**What to produce**. Skip the pictures and quote all of the lines exactly.
######
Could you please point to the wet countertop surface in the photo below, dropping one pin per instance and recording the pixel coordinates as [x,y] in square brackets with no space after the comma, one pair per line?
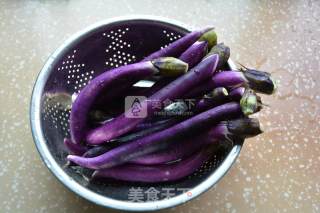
[276,172]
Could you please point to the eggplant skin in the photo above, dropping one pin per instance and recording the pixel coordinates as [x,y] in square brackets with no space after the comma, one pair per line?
[153,174]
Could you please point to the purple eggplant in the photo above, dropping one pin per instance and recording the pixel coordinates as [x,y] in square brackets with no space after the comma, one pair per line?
[123,124]
[179,46]
[160,140]
[87,96]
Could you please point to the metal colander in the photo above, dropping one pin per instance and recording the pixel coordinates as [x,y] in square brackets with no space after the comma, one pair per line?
[101,47]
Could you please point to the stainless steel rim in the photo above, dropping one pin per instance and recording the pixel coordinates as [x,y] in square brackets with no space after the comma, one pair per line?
[46,156]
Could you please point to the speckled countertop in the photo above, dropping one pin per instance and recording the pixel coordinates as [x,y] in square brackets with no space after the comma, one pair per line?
[276,172]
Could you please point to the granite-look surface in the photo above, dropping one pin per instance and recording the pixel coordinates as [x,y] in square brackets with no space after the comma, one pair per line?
[276,172]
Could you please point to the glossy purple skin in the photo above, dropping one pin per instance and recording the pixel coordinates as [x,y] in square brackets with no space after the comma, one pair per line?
[192,56]
[87,96]
[160,140]
[73,148]
[122,124]
[179,46]
[237,93]
[222,79]
[183,148]
[159,173]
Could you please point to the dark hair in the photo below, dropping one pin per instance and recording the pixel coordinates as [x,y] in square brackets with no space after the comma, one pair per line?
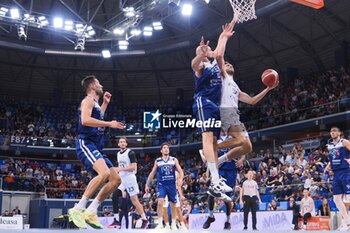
[85,83]
[123,137]
[164,144]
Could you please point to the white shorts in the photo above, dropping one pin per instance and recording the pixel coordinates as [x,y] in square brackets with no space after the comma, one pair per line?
[230,117]
[166,201]
[129,183]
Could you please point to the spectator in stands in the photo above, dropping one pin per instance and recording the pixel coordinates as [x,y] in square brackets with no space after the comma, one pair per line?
[6,214]
[16,210]
[272,206]
[324,209]
[296,212]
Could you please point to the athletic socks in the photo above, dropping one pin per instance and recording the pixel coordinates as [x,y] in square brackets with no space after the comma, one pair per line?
[93,206]
[223,159]
[82,203]
[213,171]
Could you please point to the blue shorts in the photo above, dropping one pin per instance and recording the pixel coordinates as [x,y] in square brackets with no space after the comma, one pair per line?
[88,154]
[204,110]
[341,182]
[231,177]
[167,190]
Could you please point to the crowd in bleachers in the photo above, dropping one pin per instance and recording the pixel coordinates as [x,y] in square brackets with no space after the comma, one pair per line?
[299,99]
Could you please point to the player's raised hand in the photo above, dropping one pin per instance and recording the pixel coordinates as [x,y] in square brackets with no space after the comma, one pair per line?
[107,97]
[204,46]
[116,125]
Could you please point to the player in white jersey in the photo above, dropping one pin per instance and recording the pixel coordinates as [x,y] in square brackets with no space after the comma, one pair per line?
[127,168]
[179,198]
[307,207]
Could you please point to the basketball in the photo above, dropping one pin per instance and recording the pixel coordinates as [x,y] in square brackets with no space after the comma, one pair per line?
[269,77]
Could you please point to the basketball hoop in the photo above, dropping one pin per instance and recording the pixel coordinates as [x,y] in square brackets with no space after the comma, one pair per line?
[243,9]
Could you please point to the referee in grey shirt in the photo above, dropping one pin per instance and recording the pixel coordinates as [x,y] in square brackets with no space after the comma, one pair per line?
[248,196]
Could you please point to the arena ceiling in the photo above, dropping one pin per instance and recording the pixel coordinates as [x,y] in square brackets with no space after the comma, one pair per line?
[284,35]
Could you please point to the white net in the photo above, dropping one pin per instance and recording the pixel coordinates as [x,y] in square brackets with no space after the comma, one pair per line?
[245,9]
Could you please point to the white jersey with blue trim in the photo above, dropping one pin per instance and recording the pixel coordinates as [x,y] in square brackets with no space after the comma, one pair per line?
[337,155]
[166,171]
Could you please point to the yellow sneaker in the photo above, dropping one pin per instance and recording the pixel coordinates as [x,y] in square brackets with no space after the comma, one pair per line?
[78,218]
[92,219]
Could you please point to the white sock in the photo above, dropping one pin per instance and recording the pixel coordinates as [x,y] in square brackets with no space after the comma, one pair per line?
[223,159]
[82,203]
[93,206]
[213,171]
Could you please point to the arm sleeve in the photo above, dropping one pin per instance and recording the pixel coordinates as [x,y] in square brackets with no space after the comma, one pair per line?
[132,157]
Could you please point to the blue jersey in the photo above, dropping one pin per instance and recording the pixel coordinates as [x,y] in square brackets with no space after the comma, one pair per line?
[93,134]
[230,164]
[166,171]
[337,155]
[209,84]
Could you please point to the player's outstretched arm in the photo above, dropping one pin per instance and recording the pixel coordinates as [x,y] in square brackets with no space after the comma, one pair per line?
[201,53]
[86,120]
[150,176]
[245,98]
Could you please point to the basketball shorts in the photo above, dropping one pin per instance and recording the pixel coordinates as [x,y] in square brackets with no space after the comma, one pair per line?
[88,154]
[231,177]
[341,182]
[207,111]
[167,190]
[129,183]
[166,201]
[230,117]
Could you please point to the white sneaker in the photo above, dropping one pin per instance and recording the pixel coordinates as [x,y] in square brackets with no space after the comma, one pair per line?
[226,187]
[159,227]
[343,227]
[173,226]
[201,153]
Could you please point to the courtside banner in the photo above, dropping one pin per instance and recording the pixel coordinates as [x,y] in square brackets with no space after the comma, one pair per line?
[15,222]
[316,223]
[266,220]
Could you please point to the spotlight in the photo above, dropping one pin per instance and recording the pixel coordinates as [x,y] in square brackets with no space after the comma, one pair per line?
[68,25]
[14,13]
[43,21]
[3,11]
[90,31]
[135,32]
[123,44]
[58,22]
[80,44]
[106,53]
[118,31]
[129,12]
[187,9]
[157,26]
[21,32]
[147,31]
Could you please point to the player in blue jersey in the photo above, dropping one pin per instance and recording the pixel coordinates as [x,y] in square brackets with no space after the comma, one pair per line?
[228,171]
[89,147]
[207,95]
[339,157]
[165,168]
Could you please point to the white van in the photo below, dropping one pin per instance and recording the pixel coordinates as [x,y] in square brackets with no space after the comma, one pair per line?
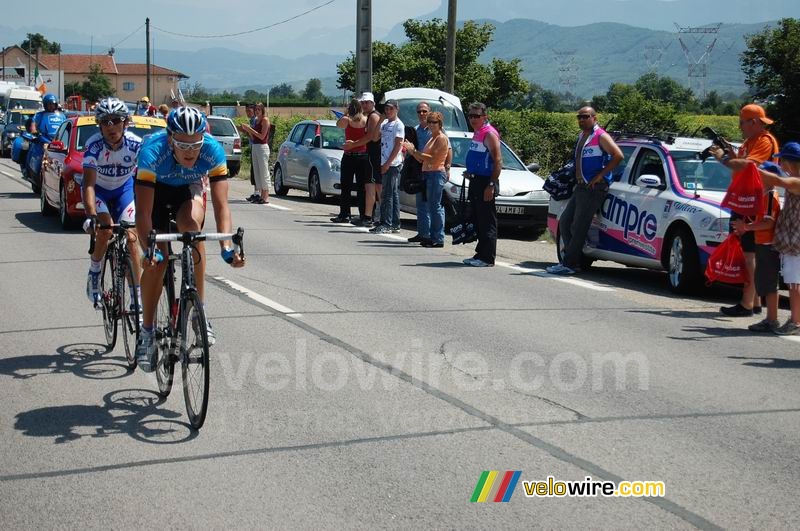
[447,104]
######
**Answer to the exercise**.
Could you please point to the wet countertop surface in the photo below, dropping one pin per instance and recording the pixel coordinates as [x,y] in square brackets with no space after the comma, one pair per line?
[276,172]
Could you please point to the eggplant skin in the photo above, dropping one pin per instance and recording the pixel coordinates as [x,y] in square brackets with no space after the comma, one pair per line?
[153,174]
Could you please point to the purple eggplant in the photo above, dropping one pin per instance and recording the pixel coordinates as [x,y] in square brackets with no space after the comma, one pair per line?
[123,124]
[179,46]
[160,140]
[87,96]
Could you please point to the metal colander in the photo above, dropping one pin per instance and recording the pixel coordinates as [x,y] in square brackets with no space after the comma, one pair per line?
[101,47]
Could you please point to the stainless steel rim in the photo above, dropping one pin per instance and recording the pixel coordinates as [x,y] in square brackets with no space after the comma, one pair per line?
[46,156]
Could you please point to the speckled countertop in the photo above, dropping one pin per instance and recording the pixel coordinates as [x,y] in square brackets with no space after the comma, one pair per line?
[276,172]
Could you please point to the granite-look surface in the photo above, dropping one pin per instance and recording the pixel coordinates as [x,y] in square brackets with no space after the comma, one pair per line?
[276,172]
Could you please point to the glossy purple skin in the photo above, dropping one pin per instance and recording the pixel coordinates as [x,y] in square brackets with no space after the comma, one pair per line?
[192,56]
[87,96]
[160,140]
[73,148]
[122,124]
[179,46]
[237,93]
[222,79]
[183,148]
[159,173]
Could you please point to the dark hair in the photo below, dropping one pin per instance and recording the pixel coordinates as [x,y] in square brackets with no space after the comma, one pair per line?
[85,83]
[123,137]
[164,144]
Could you please point to the white shorts in the photo above, dropping one pin per instance and recording the pixel coordinates as [x,y] in square brackets with no space after the comma, one pair per line?
[230,117]
[166,201]
[129,183]
Could you please point to the spectator in stands in the photo above, dropping one pin per instance and recording the pixel coordinates as [x,y] in square brackets with no space after the comma, one pair per line?
[6,214]
[16,210]
[272,206]
[324,209]
[296,212]
Could you please point to the athletic socks in the photo above, dropping one pin per instance and recording the pixel coordinates as [x,y] in square brackets with no space after the comma, one pair per line?
[93,206]
[223,159]
[82,203]
[213,171]
Could you please point to the blue shorts in the photo above, dropping one pin per instance and recording the pixel coordinates as [x,y] in square brackets with no space after the comma, one pair per line?
[88,154]
[204,110]
[341,182]
[231,177]
[167,190]
Could you please point to the crowd in bleachers in the photo above, dropping one pin per instance and recording the pixel coordinates as [x,y] in square brackets with no space after the comma, one pair per line?
[299,99]
Could you please point to the player's raised hand in the photo above, dropping one pin per instance and recording the pixel coordinates as [x,y] in square brackets with no space after the comma, one pair per line?
[107,97]
[204,46]
[116,125]
Could you please point to the player in white jersey in the photo above, dropping one pin per instance and recording the pixel coordinates as [x,y] in square brackets with no space after the comma, one pair per line?
[127,168]
[179,198]
[307,207]
Could you please point to the basketball in the photo above, dropping one pin per instance and recording the pixel coordinates as [x,y] in square brackets with no space after the comma, one pair per line?
[269,77]
Could you please point to the basketball hoop in the photo above, dropping one pin per instance and recording the pixel coordinates as [x,y] in square brackets with no space after the comma, one pair per line?
[243,9]
Could you please point to the referee in grey shirt in the photo above, dropping one pin per instance and recording the pixel coordinates as [x,y] in square brackets with no space after the comma, one pair per line?
[248,196]
Could you please point to the arena ceiling in the photo above, dropping one pin per instance and recording the pixel coordinates as [x,y] in square brackets with no space after the comma, one pair per line?
[284,35]
Could you please point to the white net in the photo above, dropping one pin per instance and recording the pixel coordinates as [x,y] in square brackets with no space after the comma, one pair per line?
[245,9]
Could you please point to the white jersey with blue trim in the photo above, dropping one pin per instance and recording the pixel coordinates as [x,y] in square brackets with no space after the comma, one pair per line?
[337,155]
[166,171]
Could you please point to the yellow sneaker in the photo above, dropping one pin per instance and recording the pixel coordinates as [x,y] in square brackets with no space after the comma, one pair per line?
[78,218]
[92,219]
Could you please point to the white sock in the photo above, dropping one pin per instance and recording the pixel coordinates as [x,y] in square brackets with no space after the comma, one pair per line?
[223,159]
[82,203]
[93,206]
[213,171]
Could you please point to the arm sleeve in the photo above, dropping one pin per instance and recording the pixel coordinates as [x,y] in square brackets with no space after the comma, one pair per line?
[132,157]
Could you please point to the blue jersey in the photo above, dropping one pin per instance and recording the pixel coordinates as [x,y] in square brackets with no space after the comma, one pair per line?
[93,134]
[230,164]
[166,171]
[337,155]
[209,84]
Could you please point to the player's outstretched arm in the photo above, dropping one pin per instance and recording the pixel coordinates as [x,y] in square brackets with no space after the comma, one pair per line?
[201,53]
[86,120]
[150,176]
[245,98]
Could you please point to the basketball shorts in the photo above, dropping one pin per instance and recording the pixel coordinates as [x,y] in square brackets with no space after the comma, one pair per line?
[88,154]
[231,177]
[341,182]
[207,111]
[167,190]
[129,183]
[166,201]
[230,117]
Could you please point to the white sneaker in the photo above, dropping one pin per instance and recording the pixel coordinates as [x,y] in square brackets with no space after the comma, one pair per line?
[226,187]
[159,227]
[343,227]
[173,226]
[201,153]
Could you please point to the courtside banner in the photo above, dropping one pin per instance and recording the pixel coordinates as [x,y] in square brackets with no space after the comma, one pair per line?
[15,222]
[316,223]
[266,220]
Could you please point to the spotlight in the photo above, dropping one pin per instance and recording the pixel coordinates as [x,y] in square brackets with no space after the comma, one pair per line?
[68,25]
[14,13]
[43,21]
[3,11]
[90,31]
[135,32]
[123,44]
[58,22]
[80,44]
[106,53]
[118,31]
[129,12]
[187,9]
[157,26]
[21,32]
[147,31]
Could you please point to the player in blue jersey in the photo above, dropping one pin per instance and recording the pixel coordinates as [x,y] in square brackets with no space after the comma, one pair per line?
[228,171]
[89,147]
[207,95]
[339,157]
[165,168]
Could you please point to the white van in the photo below, dropping one pin per instance and recording the pixel coordinates as [x,y] in square brackets with no space after the comma, one pair per line?
[447,104]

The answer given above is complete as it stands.